When you reach the line containing "Target: landscaped median" in the entries below, repeat it and each line after it exactly until the entries end.

Referring expression data
+ + + + + + +

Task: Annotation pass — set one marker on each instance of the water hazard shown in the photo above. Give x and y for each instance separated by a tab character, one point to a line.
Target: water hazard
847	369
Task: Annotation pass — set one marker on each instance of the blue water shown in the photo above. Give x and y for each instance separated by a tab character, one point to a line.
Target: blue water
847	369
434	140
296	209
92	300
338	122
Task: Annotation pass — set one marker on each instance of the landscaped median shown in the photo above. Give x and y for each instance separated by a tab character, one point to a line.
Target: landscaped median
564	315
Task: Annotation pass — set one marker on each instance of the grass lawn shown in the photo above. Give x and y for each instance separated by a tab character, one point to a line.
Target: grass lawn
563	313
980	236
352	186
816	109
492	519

+ + + + + + +

Response area
Target: landscaped median
564	315
Task: Annotation pass — set one marker on each instance of the grass lawn shown in the photo above. Give x and y for each instance separated by a tab character, one point to a line.
Target: grass lawn
563	313
980	236
352	186
816	109
492	519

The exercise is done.